* Exercise brief
Count the lines in the listing below that contain the string "smooth", treating case as significant. Give only the number.

Coordinate annotation listing:
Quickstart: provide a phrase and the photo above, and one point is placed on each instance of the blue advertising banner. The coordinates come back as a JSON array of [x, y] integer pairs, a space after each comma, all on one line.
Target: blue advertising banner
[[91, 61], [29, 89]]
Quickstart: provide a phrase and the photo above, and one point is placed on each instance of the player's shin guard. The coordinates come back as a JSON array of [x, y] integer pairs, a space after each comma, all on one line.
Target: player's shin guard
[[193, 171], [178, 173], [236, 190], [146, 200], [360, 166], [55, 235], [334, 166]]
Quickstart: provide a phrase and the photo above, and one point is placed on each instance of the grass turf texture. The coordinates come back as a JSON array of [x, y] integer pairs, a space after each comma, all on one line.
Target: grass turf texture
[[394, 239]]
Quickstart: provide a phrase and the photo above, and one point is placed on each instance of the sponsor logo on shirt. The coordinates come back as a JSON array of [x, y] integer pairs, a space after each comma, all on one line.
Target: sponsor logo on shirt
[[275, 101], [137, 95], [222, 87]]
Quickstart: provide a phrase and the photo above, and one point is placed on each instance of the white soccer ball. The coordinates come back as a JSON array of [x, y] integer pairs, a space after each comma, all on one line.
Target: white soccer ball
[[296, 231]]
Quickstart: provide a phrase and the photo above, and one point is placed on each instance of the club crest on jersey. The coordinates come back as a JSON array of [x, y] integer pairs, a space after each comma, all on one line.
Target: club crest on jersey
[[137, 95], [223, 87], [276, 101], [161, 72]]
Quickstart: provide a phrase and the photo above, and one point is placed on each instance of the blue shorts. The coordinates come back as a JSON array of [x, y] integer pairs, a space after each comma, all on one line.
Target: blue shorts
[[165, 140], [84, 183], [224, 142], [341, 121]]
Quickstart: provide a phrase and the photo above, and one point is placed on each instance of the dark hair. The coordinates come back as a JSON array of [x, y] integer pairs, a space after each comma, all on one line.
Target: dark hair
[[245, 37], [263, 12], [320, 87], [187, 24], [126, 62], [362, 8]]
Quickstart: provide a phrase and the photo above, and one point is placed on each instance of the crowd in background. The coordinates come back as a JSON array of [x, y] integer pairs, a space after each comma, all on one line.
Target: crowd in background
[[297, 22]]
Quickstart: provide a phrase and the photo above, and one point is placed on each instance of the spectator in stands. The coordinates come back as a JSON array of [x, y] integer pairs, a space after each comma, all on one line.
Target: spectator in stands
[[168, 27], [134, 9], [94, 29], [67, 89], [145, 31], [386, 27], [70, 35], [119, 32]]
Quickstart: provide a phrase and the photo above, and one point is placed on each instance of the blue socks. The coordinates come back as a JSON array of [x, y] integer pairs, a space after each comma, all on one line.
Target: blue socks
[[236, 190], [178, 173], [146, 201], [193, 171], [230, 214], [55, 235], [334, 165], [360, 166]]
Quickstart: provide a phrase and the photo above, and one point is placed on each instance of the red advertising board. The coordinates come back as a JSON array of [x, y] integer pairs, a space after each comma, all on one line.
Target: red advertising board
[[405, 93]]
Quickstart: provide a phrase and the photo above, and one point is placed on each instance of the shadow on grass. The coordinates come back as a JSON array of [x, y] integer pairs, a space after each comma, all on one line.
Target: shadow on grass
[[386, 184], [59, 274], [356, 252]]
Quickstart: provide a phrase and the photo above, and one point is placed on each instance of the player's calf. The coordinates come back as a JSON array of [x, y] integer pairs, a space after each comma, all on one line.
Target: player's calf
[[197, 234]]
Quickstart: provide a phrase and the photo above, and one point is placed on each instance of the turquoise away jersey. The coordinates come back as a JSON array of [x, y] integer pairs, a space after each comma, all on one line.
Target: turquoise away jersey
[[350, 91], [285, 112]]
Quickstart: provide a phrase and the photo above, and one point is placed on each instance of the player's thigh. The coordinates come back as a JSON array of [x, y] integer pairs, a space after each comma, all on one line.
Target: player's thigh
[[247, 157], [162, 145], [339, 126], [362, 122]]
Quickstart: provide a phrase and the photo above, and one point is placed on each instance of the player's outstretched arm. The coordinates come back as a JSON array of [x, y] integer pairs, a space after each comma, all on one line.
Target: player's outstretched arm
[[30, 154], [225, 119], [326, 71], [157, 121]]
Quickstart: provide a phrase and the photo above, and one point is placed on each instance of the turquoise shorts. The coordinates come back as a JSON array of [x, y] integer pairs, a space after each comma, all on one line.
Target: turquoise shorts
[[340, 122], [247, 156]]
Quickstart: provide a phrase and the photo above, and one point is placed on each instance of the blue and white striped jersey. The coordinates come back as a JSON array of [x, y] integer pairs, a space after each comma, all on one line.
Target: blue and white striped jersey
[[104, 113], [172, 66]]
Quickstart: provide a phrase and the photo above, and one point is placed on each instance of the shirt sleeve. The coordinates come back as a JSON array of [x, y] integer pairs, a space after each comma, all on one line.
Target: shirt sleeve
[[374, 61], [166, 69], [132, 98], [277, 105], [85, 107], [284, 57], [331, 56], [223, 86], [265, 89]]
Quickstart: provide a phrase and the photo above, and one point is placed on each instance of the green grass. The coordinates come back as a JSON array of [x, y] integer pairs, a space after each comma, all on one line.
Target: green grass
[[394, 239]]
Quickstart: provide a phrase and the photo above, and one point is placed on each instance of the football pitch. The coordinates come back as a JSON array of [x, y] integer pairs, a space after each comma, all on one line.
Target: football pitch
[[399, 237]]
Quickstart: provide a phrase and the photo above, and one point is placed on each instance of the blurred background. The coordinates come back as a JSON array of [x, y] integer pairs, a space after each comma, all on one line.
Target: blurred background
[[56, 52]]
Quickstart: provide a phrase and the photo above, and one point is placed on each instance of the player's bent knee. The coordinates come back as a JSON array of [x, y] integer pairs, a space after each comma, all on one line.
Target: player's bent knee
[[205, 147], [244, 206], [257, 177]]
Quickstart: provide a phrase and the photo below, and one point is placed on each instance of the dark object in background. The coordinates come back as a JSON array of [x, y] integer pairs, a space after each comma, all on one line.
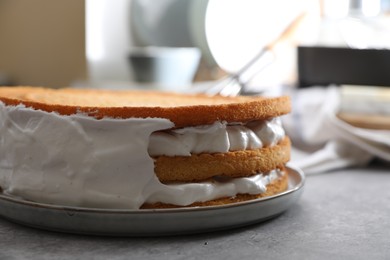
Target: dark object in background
[[322, 66]]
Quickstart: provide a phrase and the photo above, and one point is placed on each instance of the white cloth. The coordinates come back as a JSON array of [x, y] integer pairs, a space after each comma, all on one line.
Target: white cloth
[[332, 143]]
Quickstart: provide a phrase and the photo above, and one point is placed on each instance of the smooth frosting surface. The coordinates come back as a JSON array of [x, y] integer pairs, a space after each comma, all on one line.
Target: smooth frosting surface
[[81, 161]]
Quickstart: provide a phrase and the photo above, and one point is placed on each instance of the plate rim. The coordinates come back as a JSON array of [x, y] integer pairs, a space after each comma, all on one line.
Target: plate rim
[[298, 186]]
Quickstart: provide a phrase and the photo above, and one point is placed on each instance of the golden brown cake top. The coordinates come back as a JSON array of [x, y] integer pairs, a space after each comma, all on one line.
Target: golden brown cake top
[[182, 109]]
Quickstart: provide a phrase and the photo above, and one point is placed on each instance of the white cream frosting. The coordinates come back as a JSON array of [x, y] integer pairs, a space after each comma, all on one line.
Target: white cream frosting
[[81, 161], [216, 138]]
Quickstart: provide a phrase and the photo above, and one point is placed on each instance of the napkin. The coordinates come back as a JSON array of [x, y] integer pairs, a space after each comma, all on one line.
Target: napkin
[[321, 141]]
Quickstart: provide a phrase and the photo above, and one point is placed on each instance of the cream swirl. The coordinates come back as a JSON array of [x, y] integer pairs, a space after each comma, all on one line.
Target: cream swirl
[[219, 137], [77, 160]]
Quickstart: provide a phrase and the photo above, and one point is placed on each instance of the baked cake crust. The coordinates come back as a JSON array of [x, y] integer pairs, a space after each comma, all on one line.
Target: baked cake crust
[[182, 110], [199, 167], [273, 188]]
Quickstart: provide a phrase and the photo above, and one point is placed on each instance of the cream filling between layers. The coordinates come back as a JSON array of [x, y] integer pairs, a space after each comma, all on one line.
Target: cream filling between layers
[[81, 161]]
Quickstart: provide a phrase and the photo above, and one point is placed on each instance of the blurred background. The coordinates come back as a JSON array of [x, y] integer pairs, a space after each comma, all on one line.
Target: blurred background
[[131, 43]]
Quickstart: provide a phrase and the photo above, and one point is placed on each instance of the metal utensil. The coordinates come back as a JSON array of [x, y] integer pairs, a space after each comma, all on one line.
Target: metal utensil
[[235, 84]]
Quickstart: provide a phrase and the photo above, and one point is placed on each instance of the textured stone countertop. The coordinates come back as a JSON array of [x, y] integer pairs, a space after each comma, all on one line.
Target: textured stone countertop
[[341, 215]]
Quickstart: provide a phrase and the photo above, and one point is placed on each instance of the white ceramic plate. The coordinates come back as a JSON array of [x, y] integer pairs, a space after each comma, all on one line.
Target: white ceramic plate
[[151, 222]]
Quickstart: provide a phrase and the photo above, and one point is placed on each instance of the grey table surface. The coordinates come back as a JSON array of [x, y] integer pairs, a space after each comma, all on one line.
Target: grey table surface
[[341, 215]]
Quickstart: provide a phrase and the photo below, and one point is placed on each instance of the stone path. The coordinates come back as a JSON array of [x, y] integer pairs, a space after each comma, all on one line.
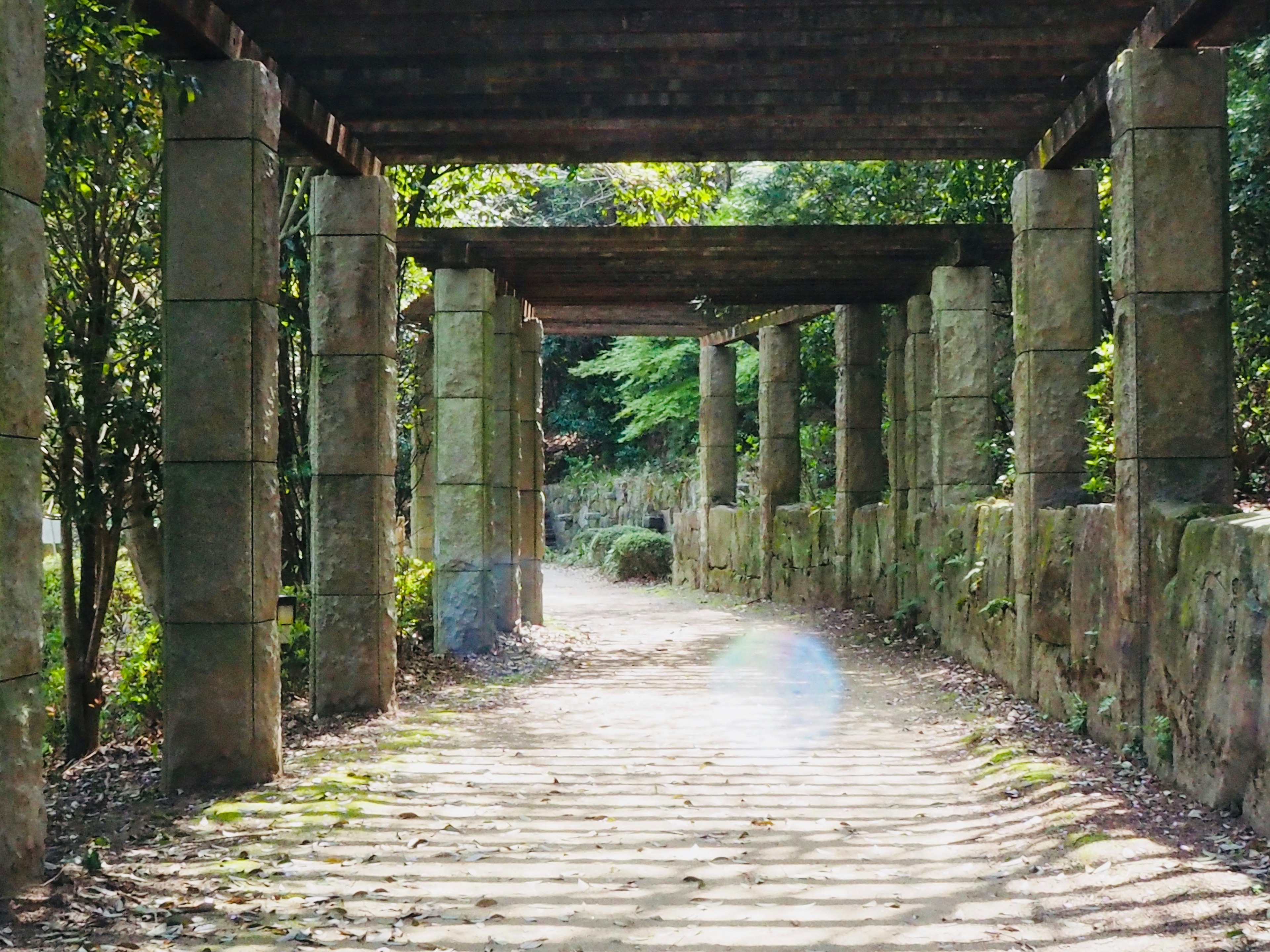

* Expected answer
2